→ Task
Retype the passage on smart retail shelves below, word for word and in full.

Impressive innovations are being created for customers regarding shop and shelf optimization.for retail. A first example about getting better insights in real-time on customer behavior in the shop. By placing small camera's on every shelf in a shop, it is possible to:
use face detection technology finding the age and gender of the customer looking though the products on the shelf
the technology also monitors in real-time how long a customer stays with the shelf. It allows to create exact heat maps of the most intense visited places on the shop floor. Business Analytics help the shop manager to verify how visitor-density evolves by changing shelfs or changing the type of products being put on the shelf. Using predictive analytics, the shop manager can start simulating what the customer density per shelf will be, when changing order or products
Below is a video showing the picture the face detection camera's are capturing when somebody visits a shelf in a retail store. On the right hand you notice the real-time data being collected and stored in the HCP platform.
A similar example where SAP worked together with Powershelf shows how connected-shelfs can be monitored and leveraged in favor of the customer. The connected-shelf recognizes the customer and is capable of offering tailored offerings. The distributor has real-time insights on all of his connected-shelfs with concatenated data and uses business intelligence and predictive algorithms to re-allocate stock, run basket analyses, optimize product-mixes and compare regional performance using GEOSpatials. It is all facilitated in real-time, again leveraging the in-memory HCP platform.

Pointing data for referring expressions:
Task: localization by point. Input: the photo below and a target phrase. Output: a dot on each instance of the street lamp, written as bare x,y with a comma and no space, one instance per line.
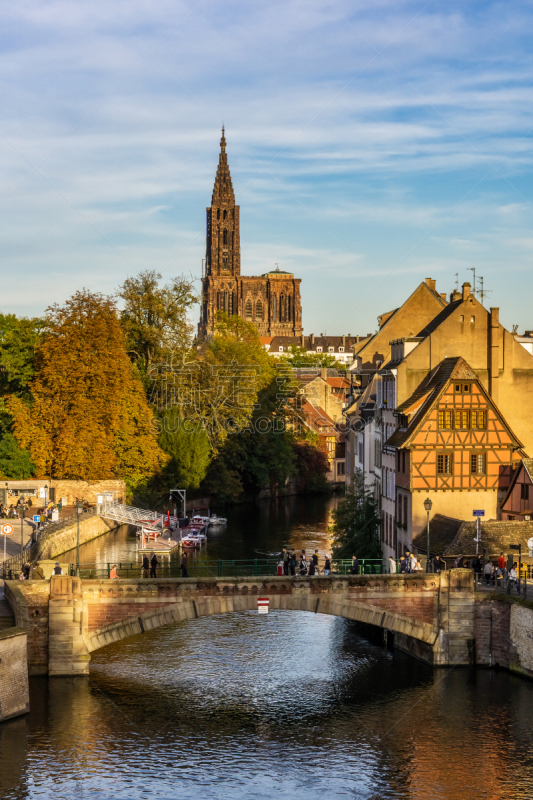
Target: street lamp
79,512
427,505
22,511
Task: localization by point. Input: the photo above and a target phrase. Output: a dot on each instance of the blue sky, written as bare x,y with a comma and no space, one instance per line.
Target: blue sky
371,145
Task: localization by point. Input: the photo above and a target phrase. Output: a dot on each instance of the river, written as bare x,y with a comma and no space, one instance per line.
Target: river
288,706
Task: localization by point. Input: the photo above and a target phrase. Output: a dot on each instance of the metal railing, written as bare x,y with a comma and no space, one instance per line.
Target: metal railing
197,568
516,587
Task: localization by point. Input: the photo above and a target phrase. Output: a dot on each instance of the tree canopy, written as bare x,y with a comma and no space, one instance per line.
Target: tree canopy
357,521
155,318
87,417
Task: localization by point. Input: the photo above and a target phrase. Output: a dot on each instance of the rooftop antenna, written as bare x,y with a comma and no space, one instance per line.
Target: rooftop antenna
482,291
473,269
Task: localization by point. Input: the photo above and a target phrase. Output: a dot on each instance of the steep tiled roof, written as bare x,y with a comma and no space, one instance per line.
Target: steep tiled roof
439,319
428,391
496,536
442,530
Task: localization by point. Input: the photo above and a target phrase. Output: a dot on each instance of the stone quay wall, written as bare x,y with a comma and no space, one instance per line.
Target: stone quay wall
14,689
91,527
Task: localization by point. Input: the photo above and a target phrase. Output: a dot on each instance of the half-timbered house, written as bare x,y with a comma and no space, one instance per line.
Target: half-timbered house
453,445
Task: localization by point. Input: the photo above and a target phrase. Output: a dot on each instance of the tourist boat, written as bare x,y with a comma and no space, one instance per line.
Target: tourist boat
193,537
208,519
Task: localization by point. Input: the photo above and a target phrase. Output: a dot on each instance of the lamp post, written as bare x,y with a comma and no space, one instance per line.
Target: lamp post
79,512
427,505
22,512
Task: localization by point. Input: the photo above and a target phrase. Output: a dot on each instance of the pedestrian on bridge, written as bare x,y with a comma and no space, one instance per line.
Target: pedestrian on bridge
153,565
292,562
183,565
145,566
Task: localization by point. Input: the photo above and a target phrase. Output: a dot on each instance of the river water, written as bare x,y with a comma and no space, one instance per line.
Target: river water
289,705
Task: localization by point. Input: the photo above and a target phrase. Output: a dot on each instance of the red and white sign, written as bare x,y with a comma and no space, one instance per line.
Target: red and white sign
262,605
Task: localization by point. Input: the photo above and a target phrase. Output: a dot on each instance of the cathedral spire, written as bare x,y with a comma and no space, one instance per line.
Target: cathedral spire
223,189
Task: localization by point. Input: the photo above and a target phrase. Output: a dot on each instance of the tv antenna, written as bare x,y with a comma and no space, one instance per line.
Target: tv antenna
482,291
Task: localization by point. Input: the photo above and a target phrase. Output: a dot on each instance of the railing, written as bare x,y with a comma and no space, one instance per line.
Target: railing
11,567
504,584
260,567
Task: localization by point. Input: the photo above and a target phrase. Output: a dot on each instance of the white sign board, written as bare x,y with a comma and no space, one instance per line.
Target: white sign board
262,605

→ Written answer
Impressive innovations are being created for customers regarding shop and shelf optimization.for retail. A first example about getting better insights in real-time on customer behavior in the shop. By placing small camera's on every shelf in a shop, it is possible to:
use face detection technology finding the age and gender of the customer looking though the products on the shelf
the technology also monitors in real-time how long a customer stays with the shelf. It allows to create exact heat maps of the most intense visited places on the shop floor. Business Analytics help the shop manager to verify how visitor-density evolves by changing shelfs or changing the type of products being put on the shelf. Using predictive analytics, the shop manager can start simulating what the customer density per shelf will be, when changing order or products
Below is a video showing the picture the face detection camera's are capturing when somebody visits a shelf in a retail store. On the right hand you notice the real-time data being collected and stored in the HCP platform.
A similar example where SAP worked together with Powershelf shows how connected-shelfs can be monitored and leveraged in favor of the customer. The connected-shelf recognizes the customer and is capable of offering tailored offerings. The distributor has real-time insights on all of his connected-shelfs with concatenated data and uses business intelligence and predictive algorithms to re-allocate stock, run basket analyses, optimize product-mixes and compare regional performance using GEOSpatials. It is all facilitated in real-time, again leveraging the in-memory HCP platform.